* _Goal_: Write out everything from the start of the items below down to the line containing "x=593, y=238", including that line. Leave the pictures out of your copy.
========
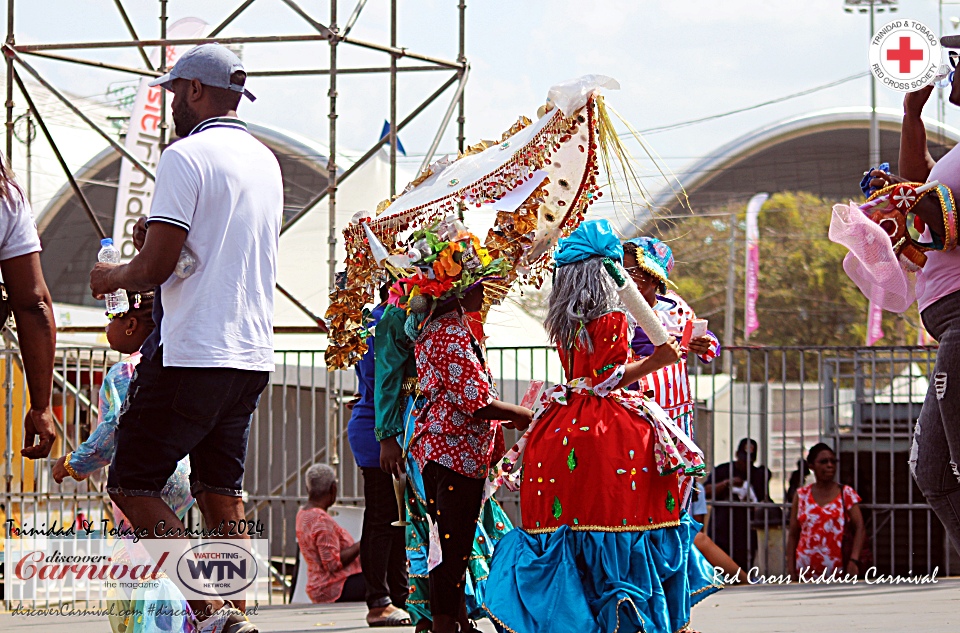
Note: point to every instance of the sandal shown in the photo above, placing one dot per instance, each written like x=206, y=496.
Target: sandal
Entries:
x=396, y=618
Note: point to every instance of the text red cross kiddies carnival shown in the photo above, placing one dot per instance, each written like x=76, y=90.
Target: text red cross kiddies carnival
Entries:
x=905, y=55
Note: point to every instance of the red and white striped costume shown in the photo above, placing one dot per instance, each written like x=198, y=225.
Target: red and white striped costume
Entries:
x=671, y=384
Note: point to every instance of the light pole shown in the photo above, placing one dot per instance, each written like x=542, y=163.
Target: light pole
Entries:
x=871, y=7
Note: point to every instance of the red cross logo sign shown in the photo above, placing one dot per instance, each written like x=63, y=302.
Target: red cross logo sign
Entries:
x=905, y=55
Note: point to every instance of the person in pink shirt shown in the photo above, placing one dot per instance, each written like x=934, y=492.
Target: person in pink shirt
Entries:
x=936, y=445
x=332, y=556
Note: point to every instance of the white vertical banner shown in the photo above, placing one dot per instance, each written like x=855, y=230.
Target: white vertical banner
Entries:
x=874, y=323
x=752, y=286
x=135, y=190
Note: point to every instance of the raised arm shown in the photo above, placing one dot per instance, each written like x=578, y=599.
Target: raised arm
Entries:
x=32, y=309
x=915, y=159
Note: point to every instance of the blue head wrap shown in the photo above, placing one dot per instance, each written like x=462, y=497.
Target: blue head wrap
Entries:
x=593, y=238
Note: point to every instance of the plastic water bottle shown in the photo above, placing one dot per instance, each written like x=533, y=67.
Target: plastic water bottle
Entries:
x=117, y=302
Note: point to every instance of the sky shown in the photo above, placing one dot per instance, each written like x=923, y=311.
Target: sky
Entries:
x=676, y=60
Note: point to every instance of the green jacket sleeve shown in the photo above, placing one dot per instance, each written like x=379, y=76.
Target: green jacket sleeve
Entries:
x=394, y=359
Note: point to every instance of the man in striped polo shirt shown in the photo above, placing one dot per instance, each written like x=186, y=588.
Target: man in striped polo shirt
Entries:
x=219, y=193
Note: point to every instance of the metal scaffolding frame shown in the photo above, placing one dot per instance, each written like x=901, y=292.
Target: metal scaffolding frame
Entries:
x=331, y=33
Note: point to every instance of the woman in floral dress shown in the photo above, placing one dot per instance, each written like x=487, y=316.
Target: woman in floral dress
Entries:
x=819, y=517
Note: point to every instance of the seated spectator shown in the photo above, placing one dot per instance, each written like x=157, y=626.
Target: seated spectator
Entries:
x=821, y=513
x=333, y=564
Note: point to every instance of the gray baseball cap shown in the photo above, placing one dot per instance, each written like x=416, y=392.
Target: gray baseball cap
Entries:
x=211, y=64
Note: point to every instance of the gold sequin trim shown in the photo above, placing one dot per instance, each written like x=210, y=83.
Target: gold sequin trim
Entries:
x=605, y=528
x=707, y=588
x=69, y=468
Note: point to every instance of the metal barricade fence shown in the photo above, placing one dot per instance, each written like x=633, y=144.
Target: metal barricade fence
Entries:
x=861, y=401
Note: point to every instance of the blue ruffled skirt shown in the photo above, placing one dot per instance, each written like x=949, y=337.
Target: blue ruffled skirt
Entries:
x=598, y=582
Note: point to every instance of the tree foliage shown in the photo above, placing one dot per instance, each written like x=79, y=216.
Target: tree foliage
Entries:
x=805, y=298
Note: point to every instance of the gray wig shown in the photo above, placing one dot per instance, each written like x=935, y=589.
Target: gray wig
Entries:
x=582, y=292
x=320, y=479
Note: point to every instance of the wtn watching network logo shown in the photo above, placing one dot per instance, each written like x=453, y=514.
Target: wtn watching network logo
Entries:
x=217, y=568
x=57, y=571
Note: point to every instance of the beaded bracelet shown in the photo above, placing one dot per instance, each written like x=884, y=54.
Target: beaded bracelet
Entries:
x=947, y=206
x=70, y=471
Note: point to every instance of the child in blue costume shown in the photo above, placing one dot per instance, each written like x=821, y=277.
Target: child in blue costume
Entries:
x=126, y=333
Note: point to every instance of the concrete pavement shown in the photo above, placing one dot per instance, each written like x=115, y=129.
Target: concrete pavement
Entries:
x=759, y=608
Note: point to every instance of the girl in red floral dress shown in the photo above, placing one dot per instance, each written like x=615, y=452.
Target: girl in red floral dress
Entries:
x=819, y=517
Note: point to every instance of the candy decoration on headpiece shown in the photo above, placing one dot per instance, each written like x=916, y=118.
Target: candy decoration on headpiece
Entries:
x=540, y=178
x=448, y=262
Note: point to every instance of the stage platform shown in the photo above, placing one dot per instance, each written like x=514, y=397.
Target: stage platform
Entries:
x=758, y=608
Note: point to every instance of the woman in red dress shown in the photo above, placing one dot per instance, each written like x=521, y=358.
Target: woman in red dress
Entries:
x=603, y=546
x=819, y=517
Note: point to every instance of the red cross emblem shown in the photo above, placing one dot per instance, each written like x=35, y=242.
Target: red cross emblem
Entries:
========
* _Result for this exercise_:
Note: point to every instance of the sandal shown in the photo above, placing one dot per instance, each written like x=206, y=496.
Target: sandal
Entries:
x=396, y=618
Note: point to every instance of the text red cross kiddies carnival shown in the photo above, placing one dot per instance, each written like x=76, y=90.
Target: text red cross kiddies carnival
Entries:
x=905, y=55
Note: point to every instance of the red and white striped costume shown in the photo above, placing one dot per instance, each written like x=198, y=225.
Target: red and white striped costume
Entries:
x=671, y=384
Note: point to every instance of the light pole shown in the photo above, placing one dot per instance, each written like x=542, y=163.
Target: light pole
Entries:
x=871, y=7
Note: point to every instance of the red cross logo sign shown in the photo above, placing one dot per instance, each written like x=63, y=302.
Target: red cross logo sign
Entries:
x=905, y=55
Note: point to every instance of the person in pink shirt shown in the photo above, placing one dot per instance, each written like x=934, y=492.
Target: person in pink shirt
Entries:
x=936, y=445
x=332, y=556
Note: point to every instance of the white vertical banner shown in the photo above, placing one dot per instance, each written like x=855, y=230.
Target: white vertical banner
Entries:
x=874, y=323
x=752, y=286
x=135, y=190
Note: point to every instance of the raised arm shown in the photo above, placing one dot per instance, each written like x=578, y=599.
Target: raised arm
Entries:
x=32, y=309
x=915, y=159
Note: point to every instance of the blue head wrap shown in the photo above, placing one dot per instance, each written like x=462, y=497.
Target: blue head wrap
Entries:
x=593, y=238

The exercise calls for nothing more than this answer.